# [課題内容]
下の派遣社員の時給に関する文章で、「厚生労働省がまとめた」で始まる段落を、主な事実を残して箇条書きに書き直してください。

# [ページ抜粋]
厚生労働省がまとめた「平成 29 年派遣労働者実態調査の概況 」によると、派遣社員の時給で最も多いのが「1000 円以上1250 円未満」で、全体の35.5%を占めています。また、それに続くのが「1250 円以上1500 円未満」の21.1%で、全体の平均は1363円です。一方で、時給が1000円未満や逆に1500円以上という人も一定数存在し、同じ派遣社員でも個々の額にはかなりの差があることがわかります。そして、その差の主な要因となっているのが職種と地域です。

たとえば、職種別ではITエンジニアやクリエイティブ系といった一定以上の経験やスキルが求められるものほど時給が高い傾向にあります。それに対して、製造・物流・軽作業系などの単純作業を中心とするものは、どちらかというと低めです。また、地域に関しては関東・東海・関西などの大都市を有するエリアほど高い傾向にあります。

# [データ一覧]

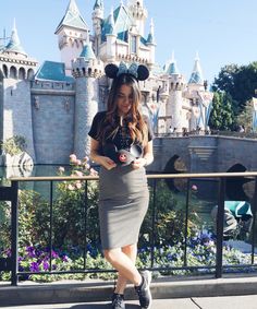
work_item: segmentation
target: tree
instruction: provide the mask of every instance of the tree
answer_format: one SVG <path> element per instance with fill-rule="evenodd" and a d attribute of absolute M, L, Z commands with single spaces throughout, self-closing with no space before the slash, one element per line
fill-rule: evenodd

# [解答例]
- 出典：厚生労働省「平成29年派遣労働者実態調査の概況」
- 最も多い時給帯：1000円以上1250円未満（全体の35.5%）
- 次に多い時給帯：1250円以上1500円未満（21.1%）
- 全体の平均時給：1363円
- 時給1000円未満や1500円以上の人も一定数おり、個々の額にはかなりの差がある
- 差の主な要因：職種と地域